* [GOAL]
Replace "Objective" with "Goal" everywhere in the lines below. Write all of them out again, otherwise unchanged.

* [THE RECORDS]
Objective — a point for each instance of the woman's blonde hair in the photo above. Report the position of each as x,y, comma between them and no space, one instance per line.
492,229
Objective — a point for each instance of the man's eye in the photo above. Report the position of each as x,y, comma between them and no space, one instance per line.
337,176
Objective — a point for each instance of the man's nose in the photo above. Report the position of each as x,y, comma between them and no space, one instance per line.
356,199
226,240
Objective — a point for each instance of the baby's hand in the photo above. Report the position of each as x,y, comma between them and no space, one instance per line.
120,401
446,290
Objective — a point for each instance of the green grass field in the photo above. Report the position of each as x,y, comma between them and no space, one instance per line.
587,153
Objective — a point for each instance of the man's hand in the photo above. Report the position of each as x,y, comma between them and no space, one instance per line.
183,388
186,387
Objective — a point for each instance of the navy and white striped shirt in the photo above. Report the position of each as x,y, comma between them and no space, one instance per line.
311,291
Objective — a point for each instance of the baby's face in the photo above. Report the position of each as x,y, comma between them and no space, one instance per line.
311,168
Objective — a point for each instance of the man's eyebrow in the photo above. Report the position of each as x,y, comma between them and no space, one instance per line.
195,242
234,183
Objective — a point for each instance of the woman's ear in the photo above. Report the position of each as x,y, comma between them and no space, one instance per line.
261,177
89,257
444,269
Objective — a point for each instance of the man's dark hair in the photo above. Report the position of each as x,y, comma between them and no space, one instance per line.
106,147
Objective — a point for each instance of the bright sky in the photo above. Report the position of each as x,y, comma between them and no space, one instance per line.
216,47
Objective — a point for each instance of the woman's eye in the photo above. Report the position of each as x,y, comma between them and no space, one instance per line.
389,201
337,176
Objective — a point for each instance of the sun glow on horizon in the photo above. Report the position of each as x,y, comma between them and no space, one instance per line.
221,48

* [WRITTEN SOLUTION]
Goal — a point for each instance of the woman's blonde hair in the photo above. Report the position of each as x,y, comma between them and no space, one instance per line.
492,229
Goal — a point for each instance of the man's eye in the photo above. Report the position of each as x,y, comma between them and no space, one instance per line.
337,176
Goal — a point for each instance of the man's nose in the photo above. Report the position of each as x,y, comma between them and no space, one instance per line.
356,199
226,240
Goal — a point for each instance of the baby's hand in the photo above. Report the position of each as x,y, comma between them and no space, one instance per line.
120,401
446,290
Goal — a point for each instance of the green grass field in the photo above. Report the position of each as x,y, comma between them and no space, one instance per line.
587,153
Goal — a point for each instance of the man's hand in the photo above. Report the position of each as x,y, comma between them and no space, one instance per line.
183,388
186,387
Goal — a point for each instance of the navy and white striped shirt in the photo above. Report the position of each as x,y, comma between them and no space, one instance per line.
311,291
Goal — a point for each instance of the baby's face in the photo above. Report the position of each as x,y, comma between them and no space, one instance per line.
311,168
Goal — a point for each instance of the man's eyebrow in the photo above. Report the position of each as x,y, comma between them and no space, one instance per line.
195,242
234,183
Goal — a point for each instance of the woman's ear in the photo above. Report the position of each as x,y, comma between them and no space, one instance per line.
261,177
89,257
444,269
Goal — a point for each instance of the man's dark hair in the photo above. Report the position of each as x,y, comma between them and no space, one instance per line.
106,147
Goal — a point for each instance of the bright sky in the photo above. Report the position of each as x,y, comma between them and no space, one instance per line.
216,47
Goal — a point for each instance of the woman's eye in the photo above. Report the position of each as x,y, comma between them and no space, one instance per line.
389,201
337,176
Goal — a point for each instance of the sun glow on horizon in the photo above. Report the position of each as x,y, comma between them and no space, one instance per line.
221,48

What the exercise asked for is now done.